** Task item **
For every line in the entries that contains "target", show the whole line.

== Segment start ==

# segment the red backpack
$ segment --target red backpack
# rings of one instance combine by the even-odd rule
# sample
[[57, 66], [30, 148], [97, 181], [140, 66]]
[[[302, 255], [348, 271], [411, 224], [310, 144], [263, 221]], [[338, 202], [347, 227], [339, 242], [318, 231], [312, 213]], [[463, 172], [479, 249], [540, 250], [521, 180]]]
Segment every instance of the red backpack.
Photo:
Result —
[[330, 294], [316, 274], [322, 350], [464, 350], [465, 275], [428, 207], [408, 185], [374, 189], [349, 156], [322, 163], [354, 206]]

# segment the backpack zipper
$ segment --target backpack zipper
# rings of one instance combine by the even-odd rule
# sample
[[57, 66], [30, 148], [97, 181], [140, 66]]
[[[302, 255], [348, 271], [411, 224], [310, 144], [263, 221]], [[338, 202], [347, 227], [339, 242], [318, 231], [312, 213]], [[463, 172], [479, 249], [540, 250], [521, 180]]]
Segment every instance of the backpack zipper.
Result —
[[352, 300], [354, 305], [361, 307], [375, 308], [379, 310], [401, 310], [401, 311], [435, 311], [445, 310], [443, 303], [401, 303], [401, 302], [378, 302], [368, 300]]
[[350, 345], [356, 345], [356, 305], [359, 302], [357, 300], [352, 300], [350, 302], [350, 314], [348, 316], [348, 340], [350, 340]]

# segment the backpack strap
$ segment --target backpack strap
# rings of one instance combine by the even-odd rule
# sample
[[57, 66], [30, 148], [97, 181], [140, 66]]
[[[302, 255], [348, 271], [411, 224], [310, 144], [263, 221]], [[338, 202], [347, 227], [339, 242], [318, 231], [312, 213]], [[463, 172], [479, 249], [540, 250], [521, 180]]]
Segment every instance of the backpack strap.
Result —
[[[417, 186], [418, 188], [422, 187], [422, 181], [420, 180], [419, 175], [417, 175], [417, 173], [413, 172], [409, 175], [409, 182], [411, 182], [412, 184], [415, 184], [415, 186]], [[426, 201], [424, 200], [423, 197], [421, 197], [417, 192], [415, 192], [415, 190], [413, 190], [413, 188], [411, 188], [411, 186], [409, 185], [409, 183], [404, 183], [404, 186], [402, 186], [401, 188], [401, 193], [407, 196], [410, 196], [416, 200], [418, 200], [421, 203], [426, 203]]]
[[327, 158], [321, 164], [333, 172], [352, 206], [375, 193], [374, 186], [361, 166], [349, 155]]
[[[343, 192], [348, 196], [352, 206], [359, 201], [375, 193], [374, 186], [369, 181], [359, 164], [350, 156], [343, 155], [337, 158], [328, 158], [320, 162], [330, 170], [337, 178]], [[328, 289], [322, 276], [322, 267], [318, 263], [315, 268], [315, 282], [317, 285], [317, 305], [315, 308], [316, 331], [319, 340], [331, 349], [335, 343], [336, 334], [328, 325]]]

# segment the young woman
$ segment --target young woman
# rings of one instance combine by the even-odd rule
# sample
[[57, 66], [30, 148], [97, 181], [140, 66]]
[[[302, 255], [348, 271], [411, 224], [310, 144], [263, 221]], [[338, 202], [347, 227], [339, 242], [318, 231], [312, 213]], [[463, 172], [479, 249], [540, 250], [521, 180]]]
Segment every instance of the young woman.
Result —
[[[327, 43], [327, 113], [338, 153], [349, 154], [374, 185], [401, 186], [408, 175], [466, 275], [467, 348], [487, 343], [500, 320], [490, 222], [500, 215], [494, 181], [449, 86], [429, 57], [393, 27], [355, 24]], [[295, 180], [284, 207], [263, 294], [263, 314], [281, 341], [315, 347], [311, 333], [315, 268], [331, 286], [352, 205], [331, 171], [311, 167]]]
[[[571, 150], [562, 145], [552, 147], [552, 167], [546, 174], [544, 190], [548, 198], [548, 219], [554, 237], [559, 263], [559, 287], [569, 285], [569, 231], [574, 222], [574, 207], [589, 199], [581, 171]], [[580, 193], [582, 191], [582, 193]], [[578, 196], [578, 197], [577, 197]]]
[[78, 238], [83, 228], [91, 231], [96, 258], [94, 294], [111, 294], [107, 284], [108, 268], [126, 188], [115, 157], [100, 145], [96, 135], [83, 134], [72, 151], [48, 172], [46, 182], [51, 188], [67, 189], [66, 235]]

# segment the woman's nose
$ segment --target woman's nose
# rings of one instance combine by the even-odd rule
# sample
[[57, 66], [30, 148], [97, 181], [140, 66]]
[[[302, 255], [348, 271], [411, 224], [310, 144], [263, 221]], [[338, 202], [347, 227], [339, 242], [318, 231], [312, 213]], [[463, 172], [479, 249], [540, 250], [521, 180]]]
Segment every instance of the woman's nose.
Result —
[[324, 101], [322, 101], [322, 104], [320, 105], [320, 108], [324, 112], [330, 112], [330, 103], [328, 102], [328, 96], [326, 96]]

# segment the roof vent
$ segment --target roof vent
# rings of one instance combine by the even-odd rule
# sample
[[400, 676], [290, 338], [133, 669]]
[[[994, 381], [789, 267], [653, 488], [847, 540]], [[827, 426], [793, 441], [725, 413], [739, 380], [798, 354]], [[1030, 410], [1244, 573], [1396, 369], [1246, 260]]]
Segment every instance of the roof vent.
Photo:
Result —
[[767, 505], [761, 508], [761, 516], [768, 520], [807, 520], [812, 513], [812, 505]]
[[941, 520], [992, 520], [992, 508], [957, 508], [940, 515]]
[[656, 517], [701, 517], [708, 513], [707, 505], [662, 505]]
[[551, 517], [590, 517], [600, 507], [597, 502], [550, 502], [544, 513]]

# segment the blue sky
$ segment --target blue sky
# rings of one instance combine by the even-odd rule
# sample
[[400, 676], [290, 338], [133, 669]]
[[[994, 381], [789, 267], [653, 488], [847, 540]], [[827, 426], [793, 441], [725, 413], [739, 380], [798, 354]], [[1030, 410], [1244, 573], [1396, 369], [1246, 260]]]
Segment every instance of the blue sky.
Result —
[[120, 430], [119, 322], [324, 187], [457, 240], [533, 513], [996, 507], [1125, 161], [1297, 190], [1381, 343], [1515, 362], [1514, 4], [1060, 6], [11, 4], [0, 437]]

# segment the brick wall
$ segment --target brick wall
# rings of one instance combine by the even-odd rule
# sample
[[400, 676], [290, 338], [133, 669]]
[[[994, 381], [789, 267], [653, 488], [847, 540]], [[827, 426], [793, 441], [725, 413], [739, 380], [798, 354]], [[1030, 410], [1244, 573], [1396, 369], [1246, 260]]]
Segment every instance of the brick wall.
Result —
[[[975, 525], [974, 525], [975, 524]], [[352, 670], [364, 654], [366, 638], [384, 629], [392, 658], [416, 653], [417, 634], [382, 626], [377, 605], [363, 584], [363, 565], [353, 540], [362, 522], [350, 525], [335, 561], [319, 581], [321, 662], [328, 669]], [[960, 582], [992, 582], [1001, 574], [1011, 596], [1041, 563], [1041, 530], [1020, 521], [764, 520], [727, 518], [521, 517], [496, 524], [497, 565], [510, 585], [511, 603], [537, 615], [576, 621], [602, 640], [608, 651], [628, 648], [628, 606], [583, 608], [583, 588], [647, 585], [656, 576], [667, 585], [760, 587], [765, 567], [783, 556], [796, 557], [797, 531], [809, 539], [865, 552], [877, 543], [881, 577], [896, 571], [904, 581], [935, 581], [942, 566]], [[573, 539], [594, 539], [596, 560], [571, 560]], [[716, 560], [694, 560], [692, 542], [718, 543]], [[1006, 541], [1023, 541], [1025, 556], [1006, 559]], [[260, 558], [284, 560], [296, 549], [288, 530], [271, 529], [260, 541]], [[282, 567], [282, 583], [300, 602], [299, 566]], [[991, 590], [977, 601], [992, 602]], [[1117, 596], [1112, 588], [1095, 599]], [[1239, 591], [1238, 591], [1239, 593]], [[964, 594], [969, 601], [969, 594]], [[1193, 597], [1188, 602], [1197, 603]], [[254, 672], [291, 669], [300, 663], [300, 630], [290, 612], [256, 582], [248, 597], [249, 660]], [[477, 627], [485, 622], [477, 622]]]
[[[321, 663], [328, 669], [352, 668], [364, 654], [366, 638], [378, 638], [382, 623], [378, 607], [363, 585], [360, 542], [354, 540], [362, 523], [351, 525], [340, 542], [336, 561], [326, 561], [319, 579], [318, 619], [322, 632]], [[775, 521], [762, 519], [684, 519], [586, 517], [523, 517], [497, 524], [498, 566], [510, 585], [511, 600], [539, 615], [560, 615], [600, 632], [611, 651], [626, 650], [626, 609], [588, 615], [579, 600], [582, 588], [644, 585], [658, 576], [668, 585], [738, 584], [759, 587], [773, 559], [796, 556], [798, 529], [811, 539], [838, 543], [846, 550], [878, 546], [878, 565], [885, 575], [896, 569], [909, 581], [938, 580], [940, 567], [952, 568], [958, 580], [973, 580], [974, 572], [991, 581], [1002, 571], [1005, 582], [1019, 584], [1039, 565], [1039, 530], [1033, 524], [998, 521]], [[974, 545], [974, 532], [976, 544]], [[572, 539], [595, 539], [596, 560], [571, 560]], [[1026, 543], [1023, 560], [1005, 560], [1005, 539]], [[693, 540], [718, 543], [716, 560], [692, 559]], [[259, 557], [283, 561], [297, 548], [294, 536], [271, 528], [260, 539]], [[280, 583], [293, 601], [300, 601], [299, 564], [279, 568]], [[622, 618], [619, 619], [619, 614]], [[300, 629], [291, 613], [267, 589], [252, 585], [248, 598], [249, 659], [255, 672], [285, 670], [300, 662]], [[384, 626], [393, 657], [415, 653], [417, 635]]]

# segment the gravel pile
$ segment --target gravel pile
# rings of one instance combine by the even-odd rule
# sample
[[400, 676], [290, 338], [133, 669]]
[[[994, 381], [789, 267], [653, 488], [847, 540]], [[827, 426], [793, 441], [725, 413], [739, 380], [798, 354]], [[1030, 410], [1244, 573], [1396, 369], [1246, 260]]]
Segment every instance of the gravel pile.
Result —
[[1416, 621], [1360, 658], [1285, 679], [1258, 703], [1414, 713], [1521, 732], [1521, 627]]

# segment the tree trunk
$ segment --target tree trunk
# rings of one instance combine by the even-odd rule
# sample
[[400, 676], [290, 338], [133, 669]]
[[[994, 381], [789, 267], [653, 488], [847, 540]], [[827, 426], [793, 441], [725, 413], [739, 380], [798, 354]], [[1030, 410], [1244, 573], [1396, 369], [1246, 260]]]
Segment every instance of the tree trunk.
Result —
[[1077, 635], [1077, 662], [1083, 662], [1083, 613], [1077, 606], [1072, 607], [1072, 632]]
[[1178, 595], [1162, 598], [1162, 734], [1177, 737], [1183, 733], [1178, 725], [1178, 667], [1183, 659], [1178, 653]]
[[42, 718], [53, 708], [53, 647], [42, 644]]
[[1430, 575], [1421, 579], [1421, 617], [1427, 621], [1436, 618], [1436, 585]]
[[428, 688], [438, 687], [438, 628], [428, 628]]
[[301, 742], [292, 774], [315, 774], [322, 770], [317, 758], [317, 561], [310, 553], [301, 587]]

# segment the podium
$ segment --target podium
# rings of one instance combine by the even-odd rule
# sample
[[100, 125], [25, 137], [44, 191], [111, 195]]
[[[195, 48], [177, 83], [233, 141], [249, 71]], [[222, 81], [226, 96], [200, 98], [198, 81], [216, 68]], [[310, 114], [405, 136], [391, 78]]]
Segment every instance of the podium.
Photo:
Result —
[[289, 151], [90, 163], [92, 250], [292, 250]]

== Segment end ==

** Task output **
$ segment --target red backpack
$ segment --target backpack zipper
$ segment --target backpack strap
$ segment --target young woman
$ segment --target woman's nose
$ segment --target roof vent
$ segment --target blue sky
$ segment --target brick wall
$ segment --target gravel pile
$ segment --target tree trunk
$ segment --target podium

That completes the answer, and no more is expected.